Entries drawn from a collection:

◆ ◆ ◆ ◆

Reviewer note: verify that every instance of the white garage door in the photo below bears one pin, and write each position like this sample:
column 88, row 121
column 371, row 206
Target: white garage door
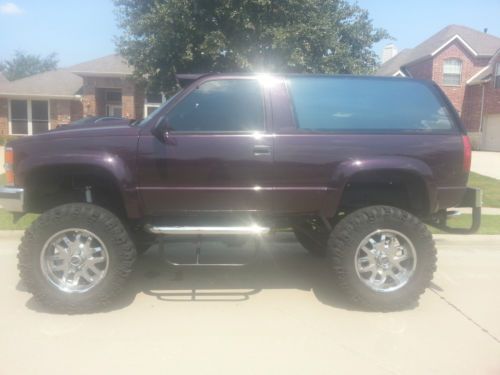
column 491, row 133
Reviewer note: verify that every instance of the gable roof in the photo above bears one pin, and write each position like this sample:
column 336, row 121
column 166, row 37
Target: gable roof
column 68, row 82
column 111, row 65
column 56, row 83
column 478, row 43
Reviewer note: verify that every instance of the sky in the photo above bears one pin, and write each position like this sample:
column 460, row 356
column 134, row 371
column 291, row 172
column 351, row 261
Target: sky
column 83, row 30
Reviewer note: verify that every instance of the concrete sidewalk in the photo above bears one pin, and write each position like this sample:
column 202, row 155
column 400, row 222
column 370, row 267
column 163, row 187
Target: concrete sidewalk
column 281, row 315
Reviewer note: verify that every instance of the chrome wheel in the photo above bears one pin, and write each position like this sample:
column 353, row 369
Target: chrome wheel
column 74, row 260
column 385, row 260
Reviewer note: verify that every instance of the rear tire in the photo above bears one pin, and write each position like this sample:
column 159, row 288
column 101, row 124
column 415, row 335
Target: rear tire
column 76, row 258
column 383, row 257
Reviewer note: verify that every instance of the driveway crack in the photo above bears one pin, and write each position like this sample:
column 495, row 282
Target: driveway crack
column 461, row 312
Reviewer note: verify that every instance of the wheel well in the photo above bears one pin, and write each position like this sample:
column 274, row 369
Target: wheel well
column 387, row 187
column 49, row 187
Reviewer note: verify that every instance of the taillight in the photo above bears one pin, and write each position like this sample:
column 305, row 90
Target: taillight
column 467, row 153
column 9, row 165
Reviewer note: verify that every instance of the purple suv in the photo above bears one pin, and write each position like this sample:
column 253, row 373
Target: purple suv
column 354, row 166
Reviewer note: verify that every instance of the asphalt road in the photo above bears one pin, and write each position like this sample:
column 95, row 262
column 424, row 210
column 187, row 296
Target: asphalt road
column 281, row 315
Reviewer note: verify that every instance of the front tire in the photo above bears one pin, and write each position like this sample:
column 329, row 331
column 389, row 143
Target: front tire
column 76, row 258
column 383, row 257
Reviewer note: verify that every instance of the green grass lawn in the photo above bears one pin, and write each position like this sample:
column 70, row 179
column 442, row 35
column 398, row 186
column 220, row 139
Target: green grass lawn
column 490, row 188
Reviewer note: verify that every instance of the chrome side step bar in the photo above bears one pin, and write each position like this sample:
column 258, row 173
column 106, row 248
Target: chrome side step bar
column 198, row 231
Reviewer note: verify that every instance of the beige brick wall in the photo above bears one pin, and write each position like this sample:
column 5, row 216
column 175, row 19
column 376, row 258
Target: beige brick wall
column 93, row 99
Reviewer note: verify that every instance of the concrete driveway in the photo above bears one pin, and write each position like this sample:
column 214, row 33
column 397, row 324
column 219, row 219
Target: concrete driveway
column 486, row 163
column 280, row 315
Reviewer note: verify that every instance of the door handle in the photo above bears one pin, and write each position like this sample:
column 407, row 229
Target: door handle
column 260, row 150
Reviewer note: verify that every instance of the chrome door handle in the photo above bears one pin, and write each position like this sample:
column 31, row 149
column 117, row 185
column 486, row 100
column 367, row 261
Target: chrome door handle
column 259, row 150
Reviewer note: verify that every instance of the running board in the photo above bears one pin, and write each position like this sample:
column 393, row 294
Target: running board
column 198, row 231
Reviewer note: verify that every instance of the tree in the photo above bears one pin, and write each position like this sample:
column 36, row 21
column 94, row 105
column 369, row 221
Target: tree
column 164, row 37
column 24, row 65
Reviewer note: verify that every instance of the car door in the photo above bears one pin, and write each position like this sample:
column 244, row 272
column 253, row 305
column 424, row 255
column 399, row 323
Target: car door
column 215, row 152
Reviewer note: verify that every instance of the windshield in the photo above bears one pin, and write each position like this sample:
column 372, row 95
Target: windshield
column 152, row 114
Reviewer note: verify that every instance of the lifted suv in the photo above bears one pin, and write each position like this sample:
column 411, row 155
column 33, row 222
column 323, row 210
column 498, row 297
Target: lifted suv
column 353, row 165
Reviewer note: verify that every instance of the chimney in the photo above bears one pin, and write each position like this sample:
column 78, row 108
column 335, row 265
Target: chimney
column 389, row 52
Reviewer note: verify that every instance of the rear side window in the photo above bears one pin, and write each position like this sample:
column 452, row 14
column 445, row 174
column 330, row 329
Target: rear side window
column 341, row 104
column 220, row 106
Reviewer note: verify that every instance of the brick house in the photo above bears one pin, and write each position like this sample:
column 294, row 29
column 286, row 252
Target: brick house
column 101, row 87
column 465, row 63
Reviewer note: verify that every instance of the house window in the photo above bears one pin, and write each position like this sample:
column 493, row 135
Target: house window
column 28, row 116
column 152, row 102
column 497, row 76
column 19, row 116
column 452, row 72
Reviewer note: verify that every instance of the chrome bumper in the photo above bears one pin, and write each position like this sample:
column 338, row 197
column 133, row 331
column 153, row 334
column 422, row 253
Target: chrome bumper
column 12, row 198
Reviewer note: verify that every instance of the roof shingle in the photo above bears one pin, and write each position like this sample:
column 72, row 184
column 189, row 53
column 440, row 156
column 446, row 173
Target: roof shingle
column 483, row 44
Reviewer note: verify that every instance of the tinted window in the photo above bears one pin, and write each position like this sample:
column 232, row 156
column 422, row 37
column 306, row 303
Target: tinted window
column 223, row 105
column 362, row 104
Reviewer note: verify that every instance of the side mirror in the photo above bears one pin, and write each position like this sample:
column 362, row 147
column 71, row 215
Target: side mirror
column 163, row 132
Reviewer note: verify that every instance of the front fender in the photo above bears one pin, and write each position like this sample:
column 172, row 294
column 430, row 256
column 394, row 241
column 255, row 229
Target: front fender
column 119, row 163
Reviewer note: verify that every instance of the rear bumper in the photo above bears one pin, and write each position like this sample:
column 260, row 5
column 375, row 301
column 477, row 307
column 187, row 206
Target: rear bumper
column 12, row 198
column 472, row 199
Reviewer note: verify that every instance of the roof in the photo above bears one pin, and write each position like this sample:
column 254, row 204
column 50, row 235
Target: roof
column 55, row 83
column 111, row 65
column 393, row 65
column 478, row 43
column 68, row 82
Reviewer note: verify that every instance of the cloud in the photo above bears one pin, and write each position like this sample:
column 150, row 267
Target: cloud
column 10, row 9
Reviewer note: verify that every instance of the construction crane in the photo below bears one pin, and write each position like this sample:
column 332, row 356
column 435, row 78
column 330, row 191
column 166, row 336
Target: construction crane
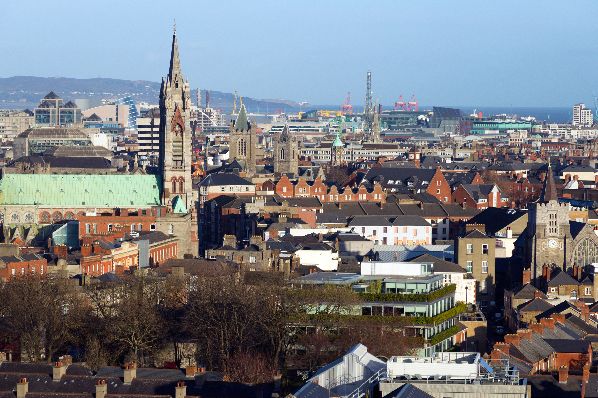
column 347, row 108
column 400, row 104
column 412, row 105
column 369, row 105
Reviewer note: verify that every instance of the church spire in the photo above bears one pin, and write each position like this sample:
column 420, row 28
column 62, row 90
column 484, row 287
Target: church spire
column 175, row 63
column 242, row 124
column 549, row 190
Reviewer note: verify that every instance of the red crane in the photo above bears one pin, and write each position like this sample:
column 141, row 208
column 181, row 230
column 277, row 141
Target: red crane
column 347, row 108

◆ ◆ ◆ ◆

■ Requirements:
Copy every one of the records above word for word, leaving the pictures out.

■ Right answer:
Reviewer note: verify that every instance of the white garage door in the photo below bears one pin, and write each position like this sample:
column 88, row 121
column 371, row 206
Target: white garage door
column 491, row 133
Reviewer note: verify that every instance of the gable roof in the photo above bears one pin, and write each position like this sample:
column 336, row 121
column 166, row 37
Target: gable roof
column 68, row 82
column 111, row 65
column 56, row 83
column 478, row 43
Reviewer note: verify that every instance of the sky in the photo above bears one pin, and write each position like this sample:
column 460, row 356
column 134, row 371
column 291, row 172
column 351, row 261
Target: sky
column 83, row 30
Reviewer note: verify that every instance of the concrete sidewalk in the photo above bears one pin, and write each position like this sample:
column 202, row 155
column 400, row 222
column 370, row 267
column 163, row 187
Target: concrete sidewalk
column 281, row 315
Reviewer note: verify that every instance of the chrome wheel in the photo above bears one pin, and write each position like this sample:
column 353, row 369
Target: chrome wheel
column 74, row 260
column 385, row 260
Reviewer note: verify that every instance of the rear tire in the photo above bears one pin, and write each position like this sample:
column 159, row 288
column 101, row 124
column 415, row 335
Target: rear tire
column 76, row 258
column 383, row 257
Reviewer note: verify that every instance of the driveway crack in the photo above bears one pin, and write each position like this sample:
column 495, row 282
Target: driveway crack
column 461, row 312
Reviewer note: verify that every instance of the wheel well in the photo above bears one pin, and write each position like this sample:
column 274, row 369
Target: wheel well
column 387, row 187
column 49, row 187
Reviewer note: verify that every instance of the taillight in the photo above bears one pin, and write each position like this sample:
column 305, row 90
Target: taillight
column 467, row 153
column 9, row 165
Reviewer note: verify that every instance of the purple suv in the photo above bears one pin, and write each position like this sample:
column 253, row 373
Target: purple suv
column 354, row 166
Reviewer note: verify that every instance of the asphalt road in the photo above bears one pin, and write each position like this sample:
column 95, row 262
column 424, row 210
column 187, row 296
Target: asphalt road
column 281, row 315
Reviewer note: verify that every instance of the front tire in the photo above bears one pin, and write each position like this sample:
column 329, row 331
column 389, row 143
Target: front tire
column 76, row 258
column 383, row 257
Reviewer note: verify that every instance of the green grass lawn in the photo above bears one pin, and write each position like this sample:
column 70, row 179
column 442, row 35
column 398, row 186
column 220, row 139
Target: green grass lawn
column 490, row 188
Reviewer note: verify that every instance of the chrome side step bar in the photo above bears one pin, and write each position like this sample:
column 258, row 173
column 106, row 248
Target: chrome side step bar
column 198, row 231
Reviewer note: verify that every instance of the beige brick wall in the photo above bears one pin, and write each position like this sample:
column 5, row 216
column 175, row 19
column 376, row 258
Target: beige brick wall
column 93, row 99
Reviewer note: verify that every instance of the concrete driveway in the photo above bears one pin, and write each position like this sample:
column 214, row 33
column 397, row 324
column 219, row 219
Target: concrete driveway
column 486, row 163
column 280, row 315
Reviewer note: verify that every instance of the door handle in the photo above bears one pin, and write each position like this sample:
column 407, row 229
Target: door handle
column 260, row 150
Reviewer note: verify that every instance of the chrome door handle in the photo above bears one pin, and write each position like this sample:
column 31, row 149
column 117, row 185
column 486, row 100
column 367, row 261
Target: chrome door handle
column 259, row 150
Reviewer note: verify that every instance of the running board in the photo above bears one pin, and write each position like this sample:
column 393, row 294
Target: running board
column 198, row 231
Reviewer note: verify that every instance of the tree in the photo above bears one pin, and write each position like this sample:
column 36, row 21
column 94, row 105
column 369, row 221
Target: tree
column 164, row 37
column 24, row 65
Reviewer note: verify that every instance of the car door in the photo above bears one pin, and write each position like this sample:
column 244, row 272
column 253, row 305
column 424, row 255
column 399, row 323
Target: car door
column 215, row 152
Reviewer note: verify that every instance of the windshield in the photo above bears one pin, and write each position like this sample:
column 372, row 95
Target: windshield
column 152, row 114
Reviewer note: verify that every instance of the lifted suv in the photo above bears one pin, and write each position like this sample:
column 411, row 155
column 33, row 222
column 323, row 210
column 498, row 297
Target: lifted suv
column 353, row 165
Reviewer note: verify that every instance of the chimney in the photo above bears one pin, and write each position like this sample:
column 78, row 108
column 335, row 265
Target: chimney
column 389, row 52
Reviewer note: verify that every instance of the rear side window in the photo above bears one pin, and write each position like this sample:
column 452, row 14
column 445, row 174
column 330, row 329
Target: rear side window
column 341, row 104
column 220, row 106
Reviewer note: verify that every instance of the brick house in the photo above bears one pin, and write each position like this sample:
column 294, row 29
column 286, row 252
Target: brick house
column 101, row 87
column 465, row 63
Reviewer note: verify that every instance of the house window in the photo above bears one pin, and write each position like this sample:
column 493, row 135
Target: house window
column 28, row 116
column 152, row 102
column 497, row 76
column 19, row 116
column 452, row 72
Reviewer note: verify that every instance of the chrome bumper in the photo above bears one pin, and write each position like this sample:
column 338, row 197
column 133, row 331
column 153, row 334
column 422, row 253
Target: chrome bumper
column 12, row 198
Reviewer note: verify that every instance of the roof shingle in the photo above bears one pin, and write each position like this sample:
column 72, row 184
column 189, row 53
column 440, row 156
column 446, row 173
Target: roof shingle
column 483, row 44
Reviewer note: verify that every instance of the tinted window in the photo above bears one pin, and write each position like this sample:
column 232, row 156
column 422, row 37
column 306, row 303
Target: tinted window
column 223, row 105
column 362, row 104
Reviewer note: verify that every instance of the side mirror in the photo above bears one pin, and write each position like this sample:
column 362, row 147
column 71, row 215
Target: side mirror
column 163, row 132
Reviewer note: verify that every instance of the front fender in the photo above bears one pin, and write each position like this sample:
column 172, row 294
column 430, row 256
column 394, row 241
column 255, row 229
Target: front fender
column 119, row 163
Reviewer note: verify that every instance of the rear bumper in the photo above bears one pin, and write each position like this sample:
column 260, row 5
column 375, row 301
column 477, row 307
column 187, row 206
Target: rear bumper
column 12, row 198
column 472, row 199
Reviewer note: verify that every instance of the roof in the photo above bears one pin, and write each position like this sample:
column 254, row 204
column 50, row 235
Target: roof
column 55, row 83
column 111, row 65
column 393, row 65
column 478, row 43
column 68, row 82
Reviewer note: verify that every instance of the cloud in the photo above bears one pin, and write each position like this sample:
column 150, row 267
Target: cloud
column 10, row 9
Reviewer note: verify that every instance of the construction crane in the photo below bears one pin, and write each position like this sample:
column 332, row 356
column 435, row 78
column 330, row 191
column 166, row 336
Target: construction crane
column 347, row 108
column 400, row 104
column 412, row 105
column 369, row 105
Reviewer note: verify that every instance of the church spire in the photo above bears one pin, and write each position like this sample:
column 420, row 28
column 62, row 90
column 484, row 287
Target: church spire
column 175, row 63
column 242, row 124
column 549, row 190
Reviewer note: verify that every instance of the red crane in the photo above bears one pin, and write each position like this sample:
column 141, row 208
column 181, row 230
column 277, row 141
Target: red crane
column 347, row 108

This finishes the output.